Within the records below, repeat each line exactly but keep every picture out of the copy.

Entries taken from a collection
"""
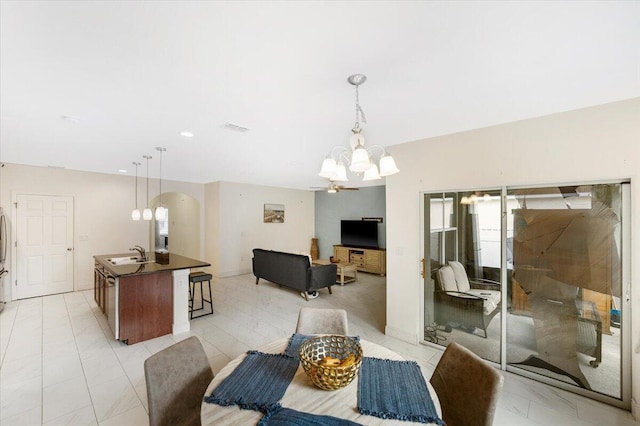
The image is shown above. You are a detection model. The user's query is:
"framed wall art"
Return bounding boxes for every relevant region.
[264,203,285,223]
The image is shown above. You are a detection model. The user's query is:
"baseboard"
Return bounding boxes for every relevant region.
[632,397,639,422]
[385,325,419,345]
[215,268,252,278]
[173,322,190,335]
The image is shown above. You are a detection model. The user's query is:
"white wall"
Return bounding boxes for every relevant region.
[204,181,221,276]
[385,97,640,414]
[204,181,315,277]
[0,163,204,298]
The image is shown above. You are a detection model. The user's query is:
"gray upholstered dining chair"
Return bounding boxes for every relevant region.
[295,307,349,335]
[144,336,214,426]
[430,342,504,426]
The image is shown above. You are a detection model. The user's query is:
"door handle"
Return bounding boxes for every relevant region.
[421,258,426,278]
[67,248,73,251]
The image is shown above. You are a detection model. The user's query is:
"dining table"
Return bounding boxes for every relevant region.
[201,337,442,425]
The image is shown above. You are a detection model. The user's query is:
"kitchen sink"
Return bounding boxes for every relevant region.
[107,256,154,266]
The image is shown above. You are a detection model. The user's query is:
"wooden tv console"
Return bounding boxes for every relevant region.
[333,245,386,276]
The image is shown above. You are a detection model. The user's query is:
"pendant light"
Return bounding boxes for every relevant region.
[142,155,153,220]
[131,161,141,220]
[155,147,167,221]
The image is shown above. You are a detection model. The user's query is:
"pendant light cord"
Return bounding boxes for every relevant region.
[143,155,151,208]
[133,162,140,208]
[155,147,166,212]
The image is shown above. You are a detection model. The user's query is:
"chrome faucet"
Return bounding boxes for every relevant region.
[129,245,147,261]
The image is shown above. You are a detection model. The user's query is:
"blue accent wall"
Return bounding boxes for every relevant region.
[314,185,386,259]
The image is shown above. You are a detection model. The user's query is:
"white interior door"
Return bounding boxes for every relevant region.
[16,194,74,299]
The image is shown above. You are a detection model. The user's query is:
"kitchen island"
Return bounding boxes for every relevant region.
[94,252,210,345]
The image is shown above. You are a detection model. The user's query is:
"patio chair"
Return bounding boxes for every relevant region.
[144,336,214,426]
[430,342,504,426]
[434,261,501,338]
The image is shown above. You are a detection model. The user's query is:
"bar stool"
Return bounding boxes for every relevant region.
[188,271,213,320]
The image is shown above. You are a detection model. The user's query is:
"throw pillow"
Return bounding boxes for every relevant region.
[448,261,470,292]
[437,266,458,292]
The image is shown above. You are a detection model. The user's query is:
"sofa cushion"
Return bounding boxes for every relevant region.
[297,251,314,265]
[437,266,458,292]
[467,289,501,315]
[448,261,470,293]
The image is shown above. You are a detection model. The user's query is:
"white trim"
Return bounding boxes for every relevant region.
[385,325,418,345]
[172,268,191,335]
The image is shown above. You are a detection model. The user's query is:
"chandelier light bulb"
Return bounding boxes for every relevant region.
[362,164,381,181]
[349,147,372,172]
[379,154,400,176]
[131,209,141,221]
[318,158,337,178]
[143,208,153,220]
[333,163,349,182]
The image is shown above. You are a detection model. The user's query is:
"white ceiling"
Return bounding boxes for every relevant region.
[1,1,638,190]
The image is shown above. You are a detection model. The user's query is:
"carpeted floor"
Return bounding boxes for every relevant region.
[432,312,621,399]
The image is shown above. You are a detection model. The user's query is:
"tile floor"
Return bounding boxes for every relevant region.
[0,272,636,425]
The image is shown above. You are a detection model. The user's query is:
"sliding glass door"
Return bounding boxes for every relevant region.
[422,182,630,406]
[423,189,502,364]
[506,183,627,400]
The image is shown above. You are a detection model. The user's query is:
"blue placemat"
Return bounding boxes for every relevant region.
[358,357,444,425]
[284,333,312,359]
[259,404,362,426]
[284,334,361,360]
[204,351,299,412]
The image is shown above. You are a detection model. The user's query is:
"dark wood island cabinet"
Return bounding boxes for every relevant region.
[94,252,209,345]
[118,271,173,345]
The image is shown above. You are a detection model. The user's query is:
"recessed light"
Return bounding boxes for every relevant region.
[180,131,194,138]
[118,169,128,173]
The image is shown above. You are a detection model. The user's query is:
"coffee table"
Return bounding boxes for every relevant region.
[312,259,357,285]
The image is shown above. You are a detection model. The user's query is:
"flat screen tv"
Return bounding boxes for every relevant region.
[341,220,378,249]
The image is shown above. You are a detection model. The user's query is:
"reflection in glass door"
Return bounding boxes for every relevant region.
[507,184,626,400]
[423,193,457,344]
[423,182,629,405]
[423,190,502,364]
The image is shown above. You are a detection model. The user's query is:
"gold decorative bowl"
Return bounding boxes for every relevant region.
[299,335,363,391]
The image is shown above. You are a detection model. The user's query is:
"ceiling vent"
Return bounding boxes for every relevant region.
[223,122,250,132]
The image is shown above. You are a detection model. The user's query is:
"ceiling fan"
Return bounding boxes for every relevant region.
[311,182,360,193]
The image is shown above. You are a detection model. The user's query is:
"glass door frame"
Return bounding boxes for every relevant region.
[419,181,631,410]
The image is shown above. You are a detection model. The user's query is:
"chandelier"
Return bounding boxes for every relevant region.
[318,74,399,182]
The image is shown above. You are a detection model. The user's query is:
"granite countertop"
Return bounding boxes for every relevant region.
[94,252,210,277]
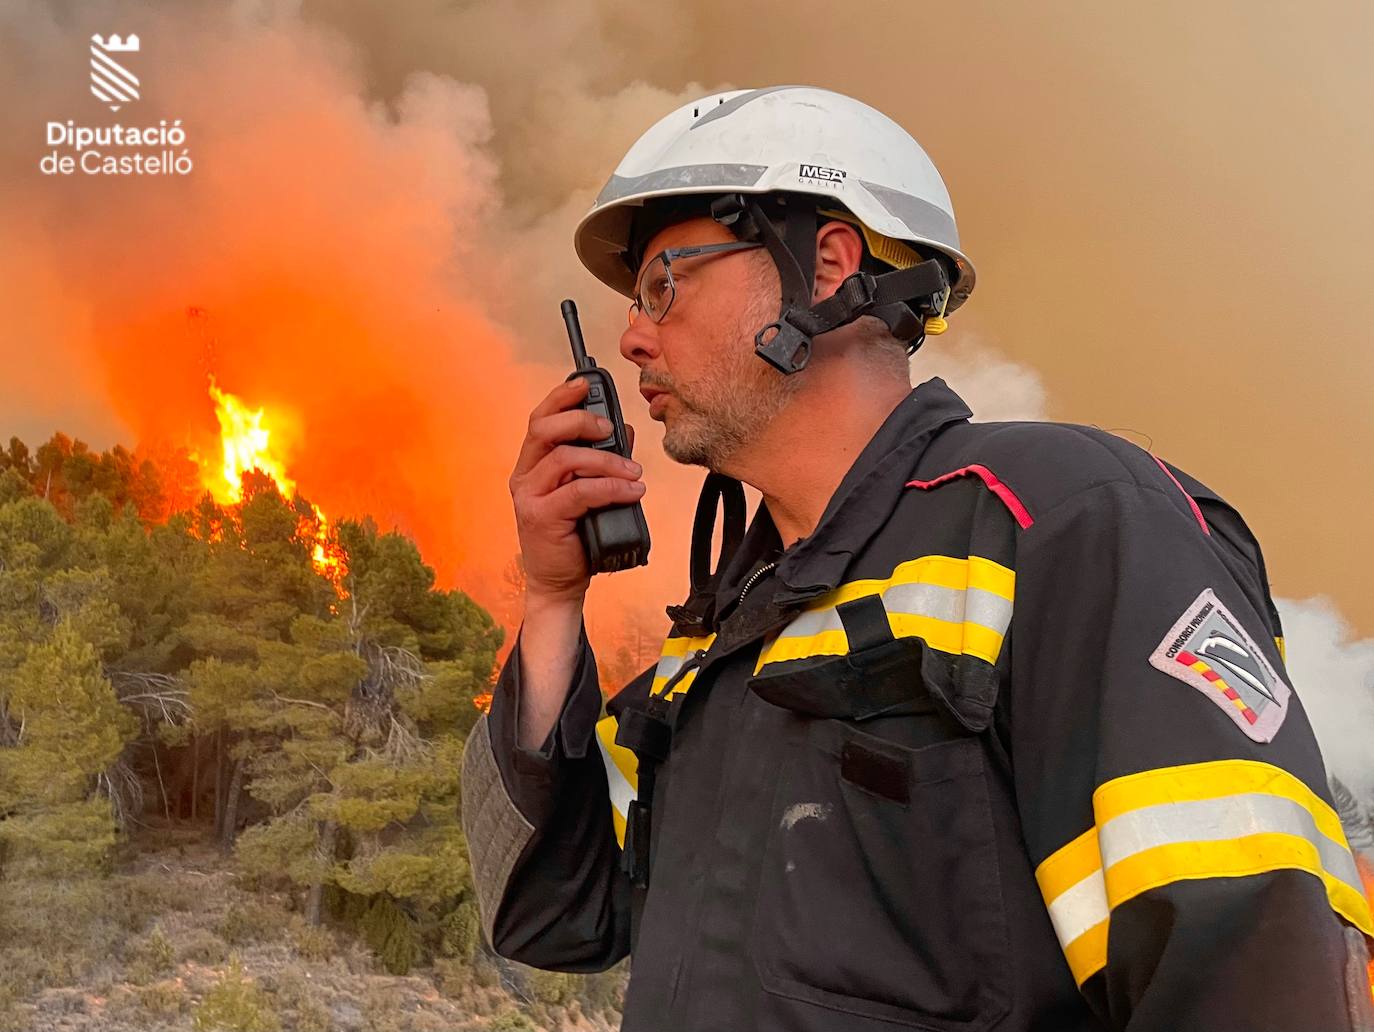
"""
> Finished exercise
The image is shown above. You are a detection model. The user's query is:
"framed wall art"
Return bounding boxes for every relevant region.
[264,203,285,223]
The image is shown above. You are a detection model. The user's query is:
"baseboard"
Return bounding boxes for every relevant region.
[632,397,639,422]
[385,325,419,345]
[215,268,252,278]
[173,322,190,335]
The image is shown above. You are a detection model. The user's query is:
"white wall"
Return bounding boxes for every relevant region.
[204,181,221,276]
[385,97,640,414]
[204,181,315,277]
[0,163,204,298]
The image is shown above. You are a detection model. The user's query is:
"gray upholstered dining chair"
Return bounding boxes for every relevant region.
[295,307,349,335]
[144,336,214,426]
[430,342,504,426]
The image is shown above. You are a detection model. The user's query is:
"door handle"
Return bounding boxes for every relevant region.
[421,258,426,278]
[67,248,73,251]
The image is shown above. You are a detection model. The user's query is:
"dining table"
Return bounding boxes for every relevant region.
[201,337,442,425]
The image is shown above. You are a detection model. The user's query is:
"kitchen sink"
Return bounding boxes for every relevant region.
[107,256,154,266]
The image is shown above. You are a detection model. The user's query is:
"wooden tv console"
Return bounding boxes for every relevant region.
[333,245,386,276]
The image is shown above. You are a detection model. The user's query is:
"pendant light"
Return bounding boxes for every relevant region.
[142,155,153,220]
[131,161,141,220]
[155,147,167,221]
The image is shown above. You are a detection model. The user's query is:
"pendant light cord"
Return bounding boxes for every relevant region.
[143,155,151,208]
[133,162,140,208]
[155,147,166,212]
The image is shown above. You are a detection model. The user's query is:
"chrome faucet"
Return bounding boxes for every relevant region.
[129,245,147,261]
The image is shown above. You are a detection model. The user's query is:
"blue accent wall"
Return bounding boxes for every relevant region.
[314,185,386,259]
The image is shown above. You are a detection model. The user's query is:
"white interior door"
Return bounding boxes for every relevant region.
[16,194,74,299]
The image is shown above. You are a detection model. The user's query is:
"kitchen island"
Return bounding boxes for every relevant region.
[94,252,210,345]
The image is shown above. You are a detection model. The user's query is:
"patio chair"
Return bounding boxes for every relevant region.
[144,336,214,426]
[430,342,504,426]
[434,261,501,338]
The image is shown above. You are a detection model. The user's query is:
"bar stool"
Return bounding boxes for every relevant region.
[188,271,213,320]
The image is shown above. You are a detection model. The user's query is:
"throw pillow"
Return bounding boxes for every relevant region.
[448,261,470,292]
[437,266,458,292]
The image is shown above. You are a detection model. The user's query is:
"sofa cushion"
Return bounding boxes for every relevant region.
[297,251,314,265]
[437,266,458,292]
[467,289,501,315]
[448,261,470,293]
The image is shown above. You are a detection model. The user's query is:
"white trim"
Return bounding boxes for every relevant region.
[385,325,418,345]
[172,268,191,335]
The image is shown above. You are a detection model. The user's query is:
"chandelier light bulb"
Return bounding boxes for every relevant region.
[362,164,381,181]
[349,147,372,172]
[379,154,400,176]
[131,209,141,221]
[318,158,337,178]
[143,208,153,220]
[333,163,349,182]
The image is shown above. You are a detection model. The user's query is:
"white ceiling"
Return bounding boxes for every relevant region.
[1,1,638,190]
The image is shown above. You are a detection model. The user's query is:
"carpeted floor"
Return bounding boxes for every relevant region.
[432,312,621,399]
The image is shown above. You are a detection model. The user's query is:
"tile floor"
Return bounding boxes for every relevant region.
[0,272,636,425]
The image is shown above. You are a detection model. The user's query is:
"sliding glass door"
Return bounding boxes for every relevant region.
[422,182,630,406]
[423,189,502,364]
[506,183,627,400]
The image is shown above. You are a detection model. The user's query is:
"blue placemat"
Return bounding boxes for every relevant region.
[358,357,444,425]
[284,333,312,359]
[259,404,362,426]
[284,334,361,360]
[204,351,299,412]
The image is shown above. You are a detection model. The user's query is:
"dark wood island cabinet"
Return bounding boxes for every relevant region.
[94,252,209,345]
[118,271,173,345]
The image is shown above. You are a detection model. The user's query is:
"recessed light"
Return bounding boxes for every relevant region.
[180,131,194,138]
[118,169,128,173]
The image is shown above. You are a detection model. The user's query is:
"coffee table"
Return bounding boxes for every relevant region.
[312,259,357,285]
The image is shown above. You are a detection model. The user's query is:
"flat screen tv"
Return bounding boxes for every relevant region.
[341,220,378,249]
The image is shown above. You are a detection model. The user's query is:
"reflection in glass door"
Return bounding boxes for every relevant region.
[507,184,626,400]
[423,193,457,344]
[423,182,629,405]
[423,190,502,364]
The image is shown above. You are a detection model. The user's query is:
"gold decorative bowl"
Return bounding boxes for every relevant region.
[299,335,363,391]
The image is shown above. You are a detection model. The user's query is:
"ceiling vent"
Return bounding boxes for every relevant region.
[223,122,250,132]
The image is shown above. You are a detection model. The user's query is:
"ceiling fan"
Return bounding boxes for every relevant region.
[311,182,360,193]
The image is shown above. You are a detection model. The user's query is:
"glass door frame"
Return bounding boxes for every relevant region.
[419,181,631,410]
The image is shown above. You are a detection model. The user's query is:
"chandelier"
Return bounding boxes for every relevant region.
[318,74,399,182]
The image is shown above. You are a detection model. The user's query is:
"granite countertop"
Return bounding boxes for every relevant region.
[94,252,210,277]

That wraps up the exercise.